Goal of the exercise>
Lines from the one containing "Definition first: for each instance of the grass" to the end of the entries below must be reproduced exactly, with both end lines kept and no other line added.

───── Task material

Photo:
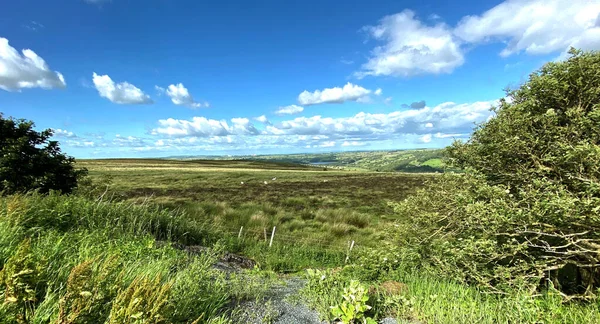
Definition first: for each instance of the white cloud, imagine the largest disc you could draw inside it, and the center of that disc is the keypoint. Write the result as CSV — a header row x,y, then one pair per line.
x,y
263,119
203,127
57,132
535,26
349,92
411,48
120,93
25,71
180,95
449,118
289,110
426,138
352,143
440,135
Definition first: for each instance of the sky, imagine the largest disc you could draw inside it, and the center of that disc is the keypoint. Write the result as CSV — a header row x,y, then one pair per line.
x,y
155,78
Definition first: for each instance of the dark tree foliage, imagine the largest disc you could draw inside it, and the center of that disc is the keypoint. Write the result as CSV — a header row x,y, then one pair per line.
x,y
30,161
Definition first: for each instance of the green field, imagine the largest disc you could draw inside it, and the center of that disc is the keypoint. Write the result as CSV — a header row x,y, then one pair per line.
x,y
312,204
408,161
125,233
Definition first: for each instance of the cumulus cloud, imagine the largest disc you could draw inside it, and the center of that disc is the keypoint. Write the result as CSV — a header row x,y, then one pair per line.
x,y
262,119
535,26
61,133
26,70
411,47
448,118
352,143
121,93
349,92
289,110
180,95
418,104
203,127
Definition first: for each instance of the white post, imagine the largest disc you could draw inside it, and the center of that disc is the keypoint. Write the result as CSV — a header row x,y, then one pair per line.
x,y
272,235
348,255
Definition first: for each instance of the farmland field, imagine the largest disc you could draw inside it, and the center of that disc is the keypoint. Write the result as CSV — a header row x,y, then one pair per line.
x,y
310,203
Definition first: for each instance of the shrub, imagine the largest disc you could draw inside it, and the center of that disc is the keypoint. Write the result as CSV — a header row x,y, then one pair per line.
x,y
30,161
526,213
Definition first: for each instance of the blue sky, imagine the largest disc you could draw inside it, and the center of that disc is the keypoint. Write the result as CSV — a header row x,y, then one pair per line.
x,y
133,78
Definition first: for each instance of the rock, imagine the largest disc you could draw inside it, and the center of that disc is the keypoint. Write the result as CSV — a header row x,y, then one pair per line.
x,y
393,288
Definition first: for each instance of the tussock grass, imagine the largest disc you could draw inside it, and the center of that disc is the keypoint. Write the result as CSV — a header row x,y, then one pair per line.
x,y
69,259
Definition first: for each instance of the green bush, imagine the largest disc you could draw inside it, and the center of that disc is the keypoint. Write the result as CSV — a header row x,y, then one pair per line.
x,y
526,213
30,161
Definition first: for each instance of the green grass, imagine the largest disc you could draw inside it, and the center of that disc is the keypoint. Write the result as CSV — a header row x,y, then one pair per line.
x,y
82,259
75,260
401,160
312,205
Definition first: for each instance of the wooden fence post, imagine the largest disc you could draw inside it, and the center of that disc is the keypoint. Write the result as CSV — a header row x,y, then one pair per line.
x,y
272,235
350,250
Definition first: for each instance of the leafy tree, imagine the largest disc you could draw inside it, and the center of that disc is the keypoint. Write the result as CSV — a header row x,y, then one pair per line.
x,y
30,161
526,213
549,128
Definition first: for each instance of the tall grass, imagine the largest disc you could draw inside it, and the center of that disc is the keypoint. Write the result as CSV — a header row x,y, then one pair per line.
x,y
67,259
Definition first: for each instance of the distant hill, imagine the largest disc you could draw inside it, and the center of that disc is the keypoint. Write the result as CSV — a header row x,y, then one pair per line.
x,y
420,160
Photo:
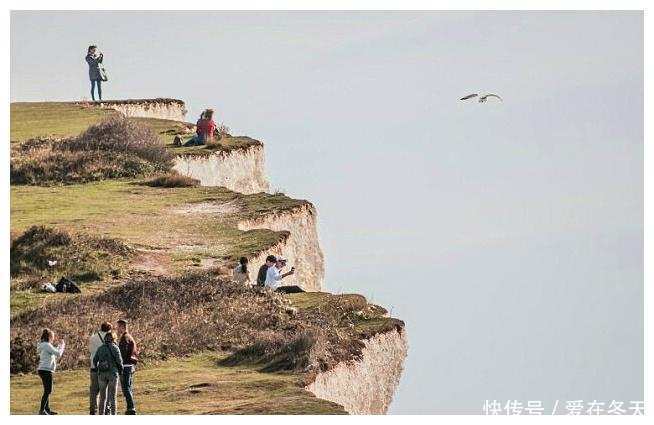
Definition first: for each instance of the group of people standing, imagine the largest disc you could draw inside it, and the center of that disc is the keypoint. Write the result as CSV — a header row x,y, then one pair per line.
x,y
270,274
113,360
205,129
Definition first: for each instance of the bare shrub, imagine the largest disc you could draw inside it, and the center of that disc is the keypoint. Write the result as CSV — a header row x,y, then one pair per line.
x,y
120,134
173,180
80,257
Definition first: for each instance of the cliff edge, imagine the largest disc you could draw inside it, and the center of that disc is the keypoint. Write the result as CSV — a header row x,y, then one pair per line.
x,y
165,254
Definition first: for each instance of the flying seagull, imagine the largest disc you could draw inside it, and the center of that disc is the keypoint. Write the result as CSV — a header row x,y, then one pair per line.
x,y
482,98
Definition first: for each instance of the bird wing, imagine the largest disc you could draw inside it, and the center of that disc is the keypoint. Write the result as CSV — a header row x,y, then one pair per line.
x,y
470,96
493,95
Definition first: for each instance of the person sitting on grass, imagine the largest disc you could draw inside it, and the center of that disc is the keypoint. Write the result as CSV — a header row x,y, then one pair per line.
x,y
274,274
128,353
95,341
241,271
48,356
204,129
263,270
109,363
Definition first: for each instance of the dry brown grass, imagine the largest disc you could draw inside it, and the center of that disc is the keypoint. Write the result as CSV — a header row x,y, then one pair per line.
x,y
114,148
177,316
173,180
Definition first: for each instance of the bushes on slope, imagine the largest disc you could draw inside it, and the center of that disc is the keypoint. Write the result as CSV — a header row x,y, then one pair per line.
x,y
117,147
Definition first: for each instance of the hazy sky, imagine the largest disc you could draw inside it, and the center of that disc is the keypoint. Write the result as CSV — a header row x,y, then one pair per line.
x,y
508,236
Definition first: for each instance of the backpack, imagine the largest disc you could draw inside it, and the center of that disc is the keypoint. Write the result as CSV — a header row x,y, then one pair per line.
x,y
105,365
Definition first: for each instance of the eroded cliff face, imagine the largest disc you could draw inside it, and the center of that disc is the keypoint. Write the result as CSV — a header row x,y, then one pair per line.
x,y
366,386
301,247
240,170
167,109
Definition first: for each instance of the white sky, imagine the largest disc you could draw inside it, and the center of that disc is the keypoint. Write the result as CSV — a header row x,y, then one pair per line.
x,y
508,236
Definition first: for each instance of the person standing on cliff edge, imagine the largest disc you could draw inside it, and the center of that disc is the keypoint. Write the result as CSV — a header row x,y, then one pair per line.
x,y
97,74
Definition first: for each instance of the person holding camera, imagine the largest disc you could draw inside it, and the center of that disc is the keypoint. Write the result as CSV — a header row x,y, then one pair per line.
x,y
128,352
96,70
274,274
96,340
109,364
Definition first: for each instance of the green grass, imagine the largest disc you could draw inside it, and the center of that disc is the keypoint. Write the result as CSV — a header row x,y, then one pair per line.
x,y
193,385
67,119
54,119
147,217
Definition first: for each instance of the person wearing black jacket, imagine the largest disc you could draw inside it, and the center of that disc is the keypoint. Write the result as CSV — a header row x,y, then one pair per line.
x,y
263,270
128,352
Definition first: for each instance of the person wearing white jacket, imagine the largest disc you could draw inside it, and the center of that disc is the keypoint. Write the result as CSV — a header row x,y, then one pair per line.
x,y
48,356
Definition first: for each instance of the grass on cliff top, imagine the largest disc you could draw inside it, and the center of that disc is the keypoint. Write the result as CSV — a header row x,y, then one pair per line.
x,y
184,228
52,119
66,119
194,385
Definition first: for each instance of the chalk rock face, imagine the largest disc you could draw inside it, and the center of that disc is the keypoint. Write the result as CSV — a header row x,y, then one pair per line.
x,y
240,170
167,109
301,247
366,386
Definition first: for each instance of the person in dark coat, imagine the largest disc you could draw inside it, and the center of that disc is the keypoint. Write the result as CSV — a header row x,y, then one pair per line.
x,y
129,354
109,364
94,59
261,276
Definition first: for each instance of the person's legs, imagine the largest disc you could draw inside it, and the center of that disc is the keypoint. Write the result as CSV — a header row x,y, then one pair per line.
x,y
126,384
94,389
46,380
99,83
290,289
111,394
103,383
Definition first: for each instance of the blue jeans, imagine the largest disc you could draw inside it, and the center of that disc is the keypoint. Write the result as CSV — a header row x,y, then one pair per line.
x,y
126,381
99,83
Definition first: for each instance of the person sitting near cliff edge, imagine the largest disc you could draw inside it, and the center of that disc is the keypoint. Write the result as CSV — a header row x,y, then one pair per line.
x,y
274,276
204,129
263,270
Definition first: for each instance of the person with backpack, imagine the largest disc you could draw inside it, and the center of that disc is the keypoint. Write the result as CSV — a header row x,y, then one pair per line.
x,y
263,270
109,364
241,271
48,356
96,70
96,340
128,353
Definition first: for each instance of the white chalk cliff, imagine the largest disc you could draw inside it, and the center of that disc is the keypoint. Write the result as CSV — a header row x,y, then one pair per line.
x,y
240,170
362,386
366,386
168,109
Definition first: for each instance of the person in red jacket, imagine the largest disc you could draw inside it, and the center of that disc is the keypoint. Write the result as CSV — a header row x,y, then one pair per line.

──────────

Written answer>
Definition first: for each instance of the grass on cliff top, imagine the largest disc you could draw inside it, and the center of that disc is the keypoint. Write the result as CSV — a header row x,y, then one pair per line.
x,y
184,228
52,119
66,119
194,385
Definition first: for each instance of the chalk rock face, imagine the largest disc you could draw inside it, and the center of that disc is the keypoint. Write the result as CSV — a header row x,y, then one pair per line.
x,y
240,170
167,109
301,247
366,386
Definition first: for each instance of the person in dark coat, imagine the largest disc you could draw inside it, and the center of that disc is the keypoint. Write the result as CSV — a header row x,y, then one pair per line.
x,y
129,354
109,364
94,59
261,276
Definition first: for each instance of the person's legs, imagine the largest disc you could draw inside it, and the center of that disc is the keypoint. Write the result as CSV — a header row x,y, then one pair per line.
x,y
126,384
94,389
46,380
99,83
290,289
111,394
103,383
Definition first: for each instance of the blue jeans, imagine the largest disc you could draw inside it, and the center of that disc is the keypoint. Write the result as CSV — a header row x,y, then one pair per line.
x,y
126,381
99,83
Definition first: for each instance of the person sitting near cliff edge, imagine the largest disc you could draw inside it, and the center of that disc is the keypoint. Write the result as CSV — a header row x,y, then one pair per line.
x,y
274,276
204,129
263,270
Definition first: for each instance of the person with backpack, imagine the largest disc you could draw inside it, and the center of that disc is the keypoint. Write the result as CSV — a header row x,y, then one pair per line.
x,y
263,270
109,364
241,271
48,356
96,70
96,340
128,353
Definition first: for each instance of the white chalk cliff, imagine the largest disc you could draw inside it, and the center of that disc is the keypoint. Write the result as CSV — a header row x,y, then one pair per line.
x,y
240,170
362,386
366,386
168,109
Definition first: for each instance of the person in red jacket, imagine the largest disc you could draw inside it, and the center of that disc is the keypoint. Write the result as CSV — a header row x,y, then one pair per line.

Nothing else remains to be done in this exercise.